Dataset entries:
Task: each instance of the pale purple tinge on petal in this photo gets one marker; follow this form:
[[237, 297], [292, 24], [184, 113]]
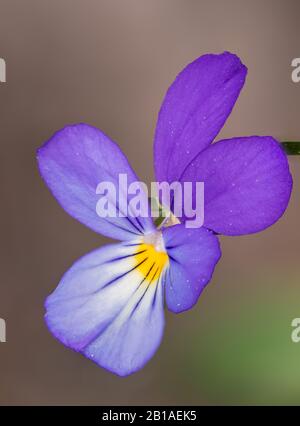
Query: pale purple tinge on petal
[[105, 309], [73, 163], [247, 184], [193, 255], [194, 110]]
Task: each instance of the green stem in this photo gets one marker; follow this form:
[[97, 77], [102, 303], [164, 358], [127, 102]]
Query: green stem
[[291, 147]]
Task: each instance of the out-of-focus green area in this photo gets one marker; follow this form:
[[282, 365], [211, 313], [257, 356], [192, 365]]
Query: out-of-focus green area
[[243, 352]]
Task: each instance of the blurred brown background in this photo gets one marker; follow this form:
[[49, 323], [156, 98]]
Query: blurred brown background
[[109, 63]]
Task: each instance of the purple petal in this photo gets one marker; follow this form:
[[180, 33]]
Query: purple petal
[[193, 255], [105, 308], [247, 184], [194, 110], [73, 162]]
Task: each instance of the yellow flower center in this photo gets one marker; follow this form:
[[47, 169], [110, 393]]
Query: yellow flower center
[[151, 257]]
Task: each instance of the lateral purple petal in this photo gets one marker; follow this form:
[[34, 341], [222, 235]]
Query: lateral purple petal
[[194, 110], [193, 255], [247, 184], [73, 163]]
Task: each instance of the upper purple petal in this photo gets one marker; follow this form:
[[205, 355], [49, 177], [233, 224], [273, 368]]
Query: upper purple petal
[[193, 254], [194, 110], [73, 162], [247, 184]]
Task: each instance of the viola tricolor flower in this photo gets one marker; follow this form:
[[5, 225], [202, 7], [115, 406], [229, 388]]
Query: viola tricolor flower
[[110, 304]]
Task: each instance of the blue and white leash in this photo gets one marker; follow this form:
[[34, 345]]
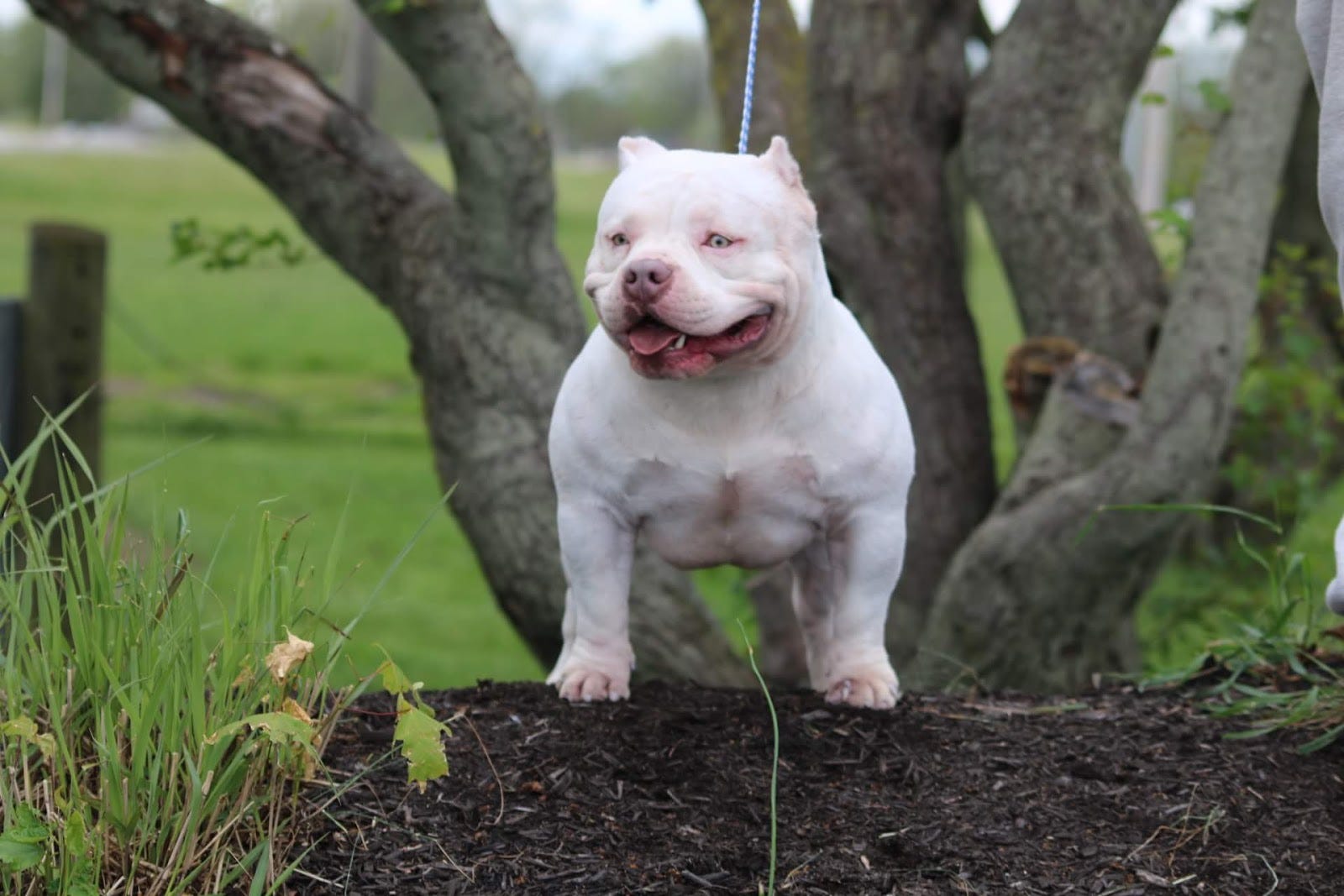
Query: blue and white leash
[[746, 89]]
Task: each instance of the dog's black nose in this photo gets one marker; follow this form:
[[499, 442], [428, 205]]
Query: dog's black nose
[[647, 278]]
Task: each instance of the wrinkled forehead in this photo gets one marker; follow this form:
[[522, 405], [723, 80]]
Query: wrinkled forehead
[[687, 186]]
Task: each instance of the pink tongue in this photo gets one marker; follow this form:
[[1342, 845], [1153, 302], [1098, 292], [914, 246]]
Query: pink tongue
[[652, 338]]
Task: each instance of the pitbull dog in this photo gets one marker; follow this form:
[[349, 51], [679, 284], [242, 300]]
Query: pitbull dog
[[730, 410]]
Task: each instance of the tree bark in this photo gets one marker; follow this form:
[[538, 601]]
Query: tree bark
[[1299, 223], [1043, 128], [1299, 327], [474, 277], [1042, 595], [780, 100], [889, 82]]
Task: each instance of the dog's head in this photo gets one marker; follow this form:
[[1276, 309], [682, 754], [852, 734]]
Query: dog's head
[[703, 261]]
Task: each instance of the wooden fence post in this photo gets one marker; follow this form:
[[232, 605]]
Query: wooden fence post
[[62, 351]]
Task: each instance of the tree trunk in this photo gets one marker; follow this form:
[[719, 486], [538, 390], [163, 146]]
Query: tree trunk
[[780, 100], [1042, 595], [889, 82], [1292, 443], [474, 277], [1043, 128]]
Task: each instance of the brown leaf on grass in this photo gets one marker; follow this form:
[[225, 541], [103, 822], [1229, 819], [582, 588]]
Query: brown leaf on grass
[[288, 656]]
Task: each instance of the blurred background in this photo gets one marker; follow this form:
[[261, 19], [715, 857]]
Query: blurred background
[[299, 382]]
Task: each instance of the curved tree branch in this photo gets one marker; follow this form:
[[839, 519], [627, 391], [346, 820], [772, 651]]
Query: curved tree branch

● **What you are asked to do**
Return all lines in the data that include the word "curved".

● **Completed exercise**
Task: each instance of the curved tree branch in this photo gets one marker; follow this form:
Query: curved tree branch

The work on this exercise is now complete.